(Referring expression pointing data)
◇ ◇ ◇ ◇

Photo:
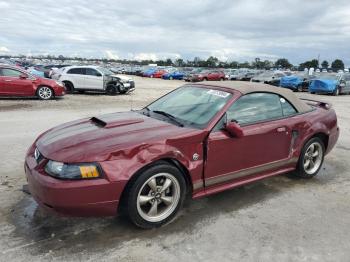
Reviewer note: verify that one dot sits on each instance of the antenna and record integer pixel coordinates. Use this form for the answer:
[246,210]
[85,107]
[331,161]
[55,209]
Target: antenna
[131,101]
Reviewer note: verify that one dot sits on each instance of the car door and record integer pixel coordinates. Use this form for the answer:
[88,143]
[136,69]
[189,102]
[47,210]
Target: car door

◇ ◇ ◇ ◇

> Exercise objective
Every entry must be reproduced exactly, with the images left out.

> Answer for this exercise
Photo:
Reviewer note: verify that one dot sits on each instance of the antenna and record integer pixel coordinates. Use this form for the answer:
[246,210]
[85,107]
[331,161]
[55,209]
Target: antenna
[131,101]
Reviewer note: verify that one dot sits on each instance of the car door and record integer pixel coordinates. Use this form for the answer:
[88,143]
[136,69]
[189,102]
[47,210]
Target: car door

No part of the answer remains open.